▶ To do:
Could you duplicate every line of the items below, without changing any of them? Leave the pictures out of your reply.

— begin Data records —

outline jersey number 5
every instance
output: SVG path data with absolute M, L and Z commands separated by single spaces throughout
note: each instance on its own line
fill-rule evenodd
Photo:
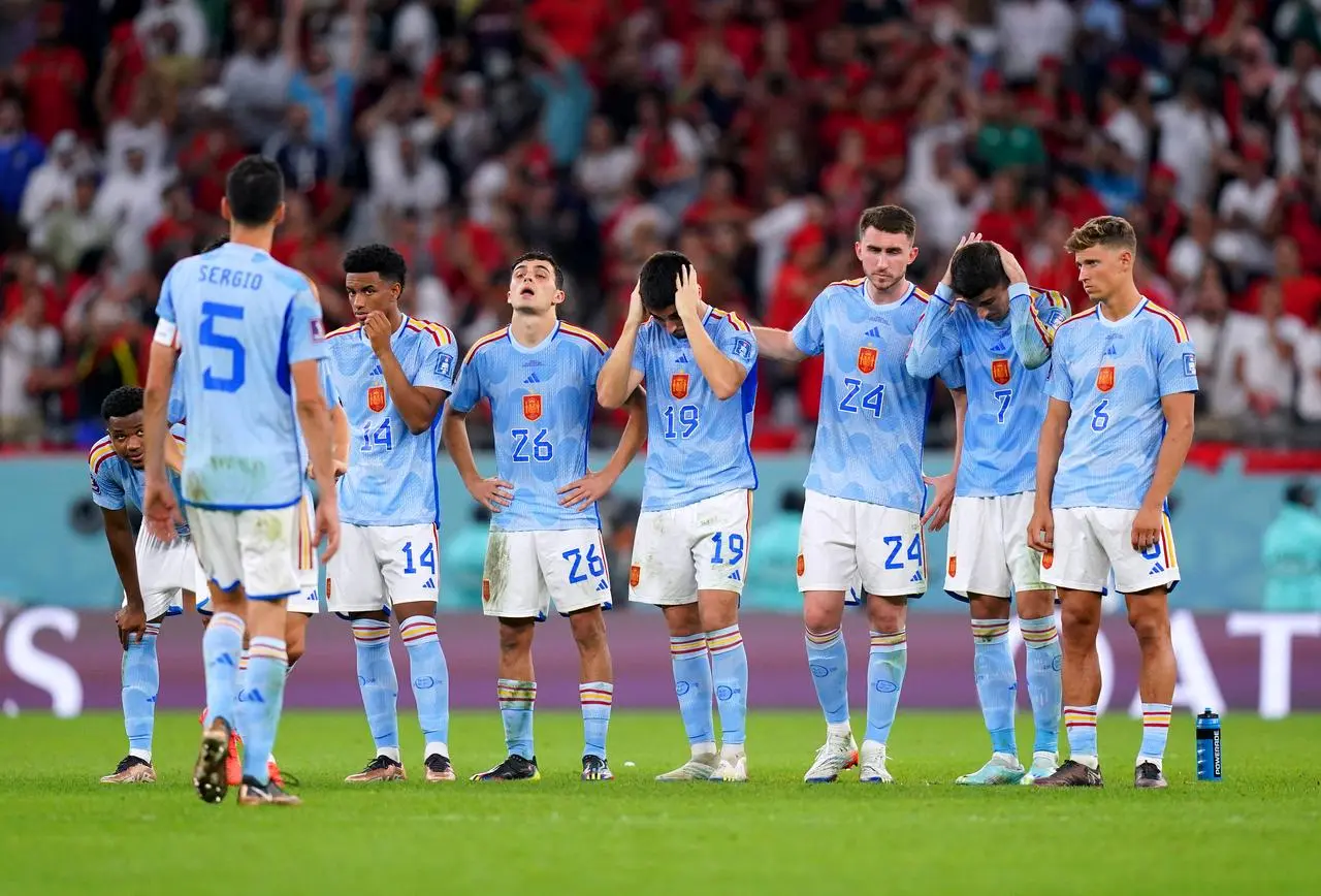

— end Data records —

▶ Solution for this problem:
outline jersey number 5
every instance
output: SVG path data with absolute M, L and Z commands separated by single spaces throughout
note: each instance on its own line
fill-rule evenodd
Photo:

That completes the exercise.